====== Input data
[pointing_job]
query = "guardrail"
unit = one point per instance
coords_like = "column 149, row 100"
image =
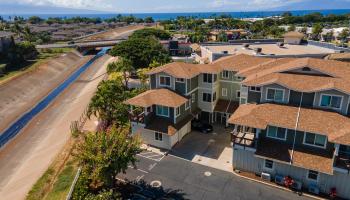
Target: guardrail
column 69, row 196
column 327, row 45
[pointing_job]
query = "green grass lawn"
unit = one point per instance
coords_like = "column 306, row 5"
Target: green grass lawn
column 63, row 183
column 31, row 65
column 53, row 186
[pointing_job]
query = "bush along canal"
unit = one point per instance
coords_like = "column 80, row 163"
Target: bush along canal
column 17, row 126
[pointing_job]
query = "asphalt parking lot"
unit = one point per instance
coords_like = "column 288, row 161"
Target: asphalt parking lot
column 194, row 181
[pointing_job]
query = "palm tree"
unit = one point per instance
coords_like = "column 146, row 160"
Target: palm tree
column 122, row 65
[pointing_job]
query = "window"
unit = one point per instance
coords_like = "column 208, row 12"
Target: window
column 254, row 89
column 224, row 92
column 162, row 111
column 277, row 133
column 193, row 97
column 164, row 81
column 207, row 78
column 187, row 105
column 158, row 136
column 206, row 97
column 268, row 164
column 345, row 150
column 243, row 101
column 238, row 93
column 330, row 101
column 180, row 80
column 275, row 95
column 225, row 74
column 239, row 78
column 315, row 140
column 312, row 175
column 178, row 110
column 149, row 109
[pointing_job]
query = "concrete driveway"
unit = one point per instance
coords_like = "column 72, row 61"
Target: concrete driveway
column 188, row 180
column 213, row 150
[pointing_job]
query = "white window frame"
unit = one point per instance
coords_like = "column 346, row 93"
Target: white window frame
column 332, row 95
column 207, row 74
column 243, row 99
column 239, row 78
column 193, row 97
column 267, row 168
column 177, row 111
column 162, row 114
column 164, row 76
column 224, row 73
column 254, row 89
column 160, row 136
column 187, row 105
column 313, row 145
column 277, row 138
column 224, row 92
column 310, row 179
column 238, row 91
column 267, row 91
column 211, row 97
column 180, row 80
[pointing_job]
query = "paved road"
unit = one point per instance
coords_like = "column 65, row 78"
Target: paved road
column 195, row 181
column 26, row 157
============
● What the task requires
Omit the pictures, then give all the lines above again exactly.

● Your response
[pointing_job]
query = "guardrail"
unit = one point per instance
coords_like = "column 149, row 100"
image =
Target: guardrail
column 69, row 196
column 327, row 45
[pointing_job]
query = "green grass lawn"
unit = one point per instance
coords_like = "column 306, row 5"
Target: green grass lawn
column 63, row 183
column 31, row 65
column 53, row 186
[pointing_job]
query = "bush along canal"
unit = one point per instance
coords_like = "column 80, row 163"
Target: bush along canal
column 17, row 126
[pointing_job]
query = "asphalt parking lot"
unit = one point per instance
coords_like = "column 288, row 161"
Target: asphalt parking lot
column 194, row 181
[pointing_job]
query = "palm tree"
unit = one point per instance
coords_like = "column 146, row 160"
Target: palm tree
column 122, row 65
[pointing_job]
query = "window"
unit = one point per instance
coords_like = "column 208, row 12"
Target: window
column 254, row 89
column 224, row 92
column 162, row 111
column 277, row 133
column 193, row 97
column 164, row 81
column 207, row 78
column 187, row 105
column 158, row 136
column 206, row 97
column 268, row 164
column 345, row 150
column 243, row 101
column 238, row 93
column 330, row 101
column 180, row 80
column 275, row 95
column 225, row 74
column 239, row 78
column 315, row 140
column 312, row 175
column 178, row 110
column 149, row 109
[pointing_job]
query = "concrete driveway"
unit = one point per instance
coords_like = "column 72, row 61"
Target: concrete driveway
column 188, row 180
column 213, row 150
[pointing_job]
query = "white window frame"
unit = one point per instance
coords_like = "column 346, row 93"
Target: white window frame
column 332, row 95
column 207, row 74
column 243, row 99
column 239, row 78
column 193, row 97
column 267, row 168
column 177, row 111
column 162, row 114
column 164, row 76
column 224, row 73
column 254, row 89
column 160, row 136
column 187, row 105
column 313, row 145
column 277, row 138
column 224, row 92
column 310, row 179
column 238, row 91
column 267, row 91
column 211, row 97
column 180, row 80
[pointing_job]
query = "paved road"
unit = one point per instance
coords_like = "column 65, row 78"
Target: paved road
column 195, row 181
column 26, row 157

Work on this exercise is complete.